PROVIDED TEXT:
22 Oct 20

Dr Tie Sing Fong, who carried out research into BioMin® F for his PhD, has won a prestigious national award for his work in his home country of Malaysia. We caught up with him at his busy periodontal clinic in Sibu, to find out his thoughts on BioMin F.

Dr Tie, can you tell me a bit about yourself?

I was born and raised in the city of Sibu, Sarawak. This part of Malaysia is located on the Borneo Island which is greener and more serene than the Malaysian mainland. Recently in August, my wife and I welcomed a new baby girl into the family.

Where are you working at the moment?

Currently, I am a periodontologist in Sibu with the Malaysian Ministry of Health, where I have been since the completion of my postgraduate study in October 2018. The majority of my work involves treating patients with severe periodontal diseases and patients requesting dental implants.

What has been your dental career to date?

I began my career as a dentist in 2010. After five years of service with the Malaysian Ministry of Health, I was offered a scholarship to do my specialist training abroad. At that point, the whole state of Sarawak had only one periodontologist, which prompted me to choose periodontology over other avenues.

What did your PhD in London involve?

When I did my undergraduate training at Queen Mary University, London from 2005 to 2010, the new Dental Institute was still under construction and was only due to complete in 2012. So, when another opportunity arose, I applied to return to QMUL in 2015 to experience the new Institute which is said to be the most advanced in UK. There, I met with Dr David Gillam and Prof Robert Hill who introduced me to their work with BioMin to treat dentine hypersensitivity. It captivated me, and I wanted to explore more.

My thesis was on ‘The influence of different bioactive glass content (in BioMin) on hydraulic conductance and tubule occlusion’. It investigated whether changing the concentration of bioactive glass in toothpaste to either 0%, 2.5%, 5.0%, 7.5%, 10.0% or 15.0% would have any effect in reducing hypersensitivity. The study concluded that 5.0% loading has close to optimum outcome.

How did you carry out your research?

The entire study was conducted at the laboratory in QMUL. The practical aspect took roughly a year while the planning and write-up took another year. I used extracted, caries-free human molars, collected from patients attending the dental clinic in Malaysia.

Why did you choose to study the problem of dentine hypersensitivity?

Dentine hypersensitivity is a very common symptom with reported prevalence as high as 52% in the UK. Even in Malaysia, at least at the place where I work, dentine hypersensitivity is one of the main complaints raised by patients. It is not only difficult to diagnose but also challenging to treat. It strikes to me that if there is an effective over-the-counter anti-sensitivity toothpaste, life would be a lot simpler for both the clinicians and the patients.

Who supervised your PhD?

Dr David Gillam was my main supervisor. My other supervisor was Professor Robert Hill. Both of them were amazing. They were very helpful and assisted me in whatever way they could. Please tell me about your prize and the competition that you entered Back in April 2019, I took part in a poster competition at the annual National (Malaysia) Oral Health Research Conference. A total of over 20 participants took part in this National Level Competition. I was fortunate to win the first prize.

MATERIAL SHOWN:

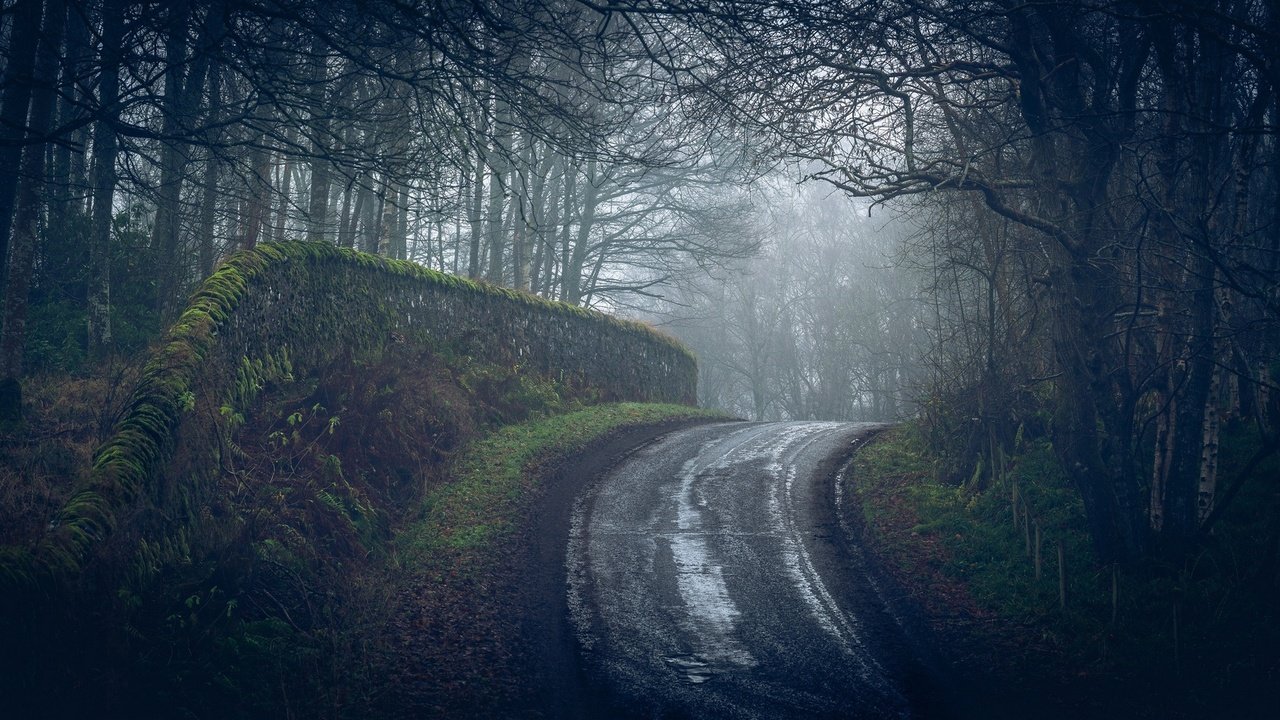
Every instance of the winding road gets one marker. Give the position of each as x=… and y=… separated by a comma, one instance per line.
x=708, y=575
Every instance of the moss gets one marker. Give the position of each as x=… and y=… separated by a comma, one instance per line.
x=315, y=299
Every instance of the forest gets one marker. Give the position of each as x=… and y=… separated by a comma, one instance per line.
x=1000, y=220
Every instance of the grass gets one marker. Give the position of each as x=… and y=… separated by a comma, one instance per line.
x=960, y=555
x=493, y=475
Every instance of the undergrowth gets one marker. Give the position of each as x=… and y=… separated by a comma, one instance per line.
x=1197, y=636
x=493, y=475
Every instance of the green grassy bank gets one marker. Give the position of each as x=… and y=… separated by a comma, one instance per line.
x=1193, y=641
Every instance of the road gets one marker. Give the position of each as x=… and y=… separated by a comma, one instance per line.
x=708, y=577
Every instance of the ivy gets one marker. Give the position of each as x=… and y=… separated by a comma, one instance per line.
x=291, y=308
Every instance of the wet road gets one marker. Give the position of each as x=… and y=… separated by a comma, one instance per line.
x=708, y=577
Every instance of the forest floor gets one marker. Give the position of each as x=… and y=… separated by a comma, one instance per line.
x=1009, y=648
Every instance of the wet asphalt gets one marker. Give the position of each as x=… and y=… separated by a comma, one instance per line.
x=708, y=575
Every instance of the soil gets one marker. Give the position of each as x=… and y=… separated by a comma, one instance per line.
x=490, y=637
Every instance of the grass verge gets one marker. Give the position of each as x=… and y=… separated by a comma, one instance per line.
x=1184, y=642
x=490, y=477
x=457, y=632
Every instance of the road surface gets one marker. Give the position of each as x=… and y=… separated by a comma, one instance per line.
x=708, y=577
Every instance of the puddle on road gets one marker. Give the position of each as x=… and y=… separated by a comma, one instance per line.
x=690, y=668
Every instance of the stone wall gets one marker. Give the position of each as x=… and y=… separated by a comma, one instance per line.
x=306, y=305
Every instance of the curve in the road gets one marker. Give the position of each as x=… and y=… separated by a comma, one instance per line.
x=700, y=580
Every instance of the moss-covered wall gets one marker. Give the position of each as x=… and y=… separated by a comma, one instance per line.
x=304, y=305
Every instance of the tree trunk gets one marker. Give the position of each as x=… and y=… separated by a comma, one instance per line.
x=318, y=205
x=30, y=201
x=572, y=270
x=18, y=81
x=104, y=183
x=173, y=159
x=475, y=205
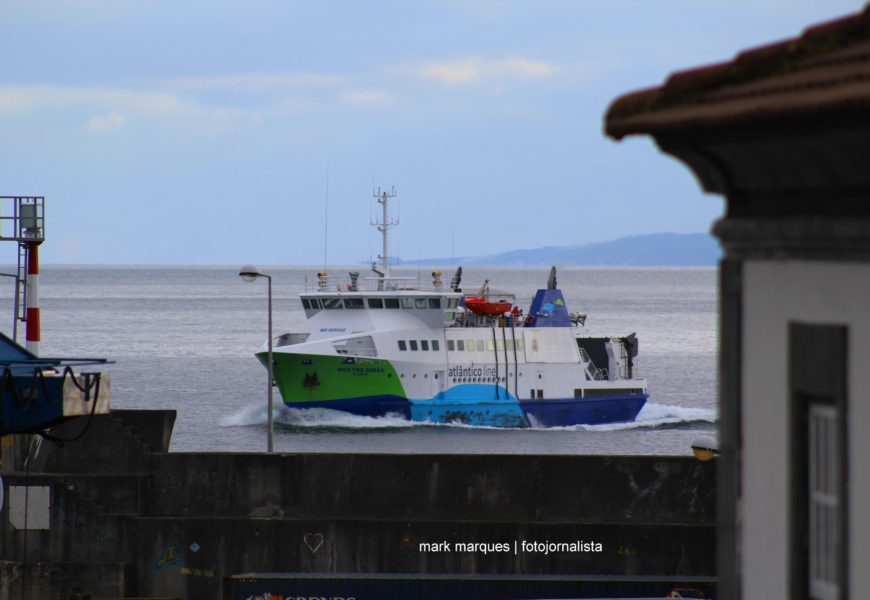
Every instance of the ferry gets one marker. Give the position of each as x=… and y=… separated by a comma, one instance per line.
x=430, y=353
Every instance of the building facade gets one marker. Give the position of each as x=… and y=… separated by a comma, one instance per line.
x=783, y=133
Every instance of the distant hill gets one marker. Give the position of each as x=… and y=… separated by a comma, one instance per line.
x=659, y=249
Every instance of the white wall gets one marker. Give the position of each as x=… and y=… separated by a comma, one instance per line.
x=774, y=293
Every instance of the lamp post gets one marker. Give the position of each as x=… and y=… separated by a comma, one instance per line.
x=250, y=273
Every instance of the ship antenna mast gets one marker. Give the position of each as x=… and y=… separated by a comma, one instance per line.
x=385, y=224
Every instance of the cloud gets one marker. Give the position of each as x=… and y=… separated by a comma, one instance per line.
x=256, y=82
x=367, y=97
x=107, y=124
x=119, y=104
x=474, y=70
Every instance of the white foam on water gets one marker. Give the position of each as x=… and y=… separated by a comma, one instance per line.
x=652, y=415
x=258, y=414
x=325, y=417
x=655, y=415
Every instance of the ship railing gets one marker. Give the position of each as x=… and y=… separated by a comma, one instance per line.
x=329, y=284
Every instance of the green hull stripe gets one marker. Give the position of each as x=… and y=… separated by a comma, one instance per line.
x=313, y=378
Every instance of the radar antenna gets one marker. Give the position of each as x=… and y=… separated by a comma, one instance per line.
x=384, y=226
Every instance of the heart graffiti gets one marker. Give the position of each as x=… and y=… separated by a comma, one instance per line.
x=313, y=540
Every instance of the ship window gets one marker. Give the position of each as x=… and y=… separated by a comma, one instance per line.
x=332, y=303
x=353, y=303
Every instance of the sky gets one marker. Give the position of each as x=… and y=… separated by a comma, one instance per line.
x=166, y=132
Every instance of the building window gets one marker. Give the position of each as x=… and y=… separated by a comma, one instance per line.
x=818, y=357
x=824, y=500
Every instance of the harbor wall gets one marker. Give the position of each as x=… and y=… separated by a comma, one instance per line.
x=176, y=524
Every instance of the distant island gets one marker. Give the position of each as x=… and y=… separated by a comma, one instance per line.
x=659, y=249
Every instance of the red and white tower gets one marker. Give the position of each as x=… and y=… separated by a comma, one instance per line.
x=26, y=214
x=32, y=297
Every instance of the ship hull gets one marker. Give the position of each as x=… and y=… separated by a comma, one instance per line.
x=372, y=387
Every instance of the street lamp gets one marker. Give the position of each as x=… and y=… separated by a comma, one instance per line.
x=251, y=273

YOUR INSTRUCTIONS:
Using the interview about BioMin F, say whether each statement agrees with the text. Answer yes or no for each, and quote the words that decide it. (a) Dr Tie began his career as a dentist in 2010. (b) The laboratory work for the study was carried out in Malaysia. (c) The study found that a 15.0% loading of bioactive glass gave close to the optimum outcome.

ANSWER SECTION:
(a) Yes: "I began my career as a dentist in 2010."
(b) No: "The entire study was conducted at the laboratory in QMUL."
(c) No: "The study concluded that 5.0% loading has close to optimum outcome."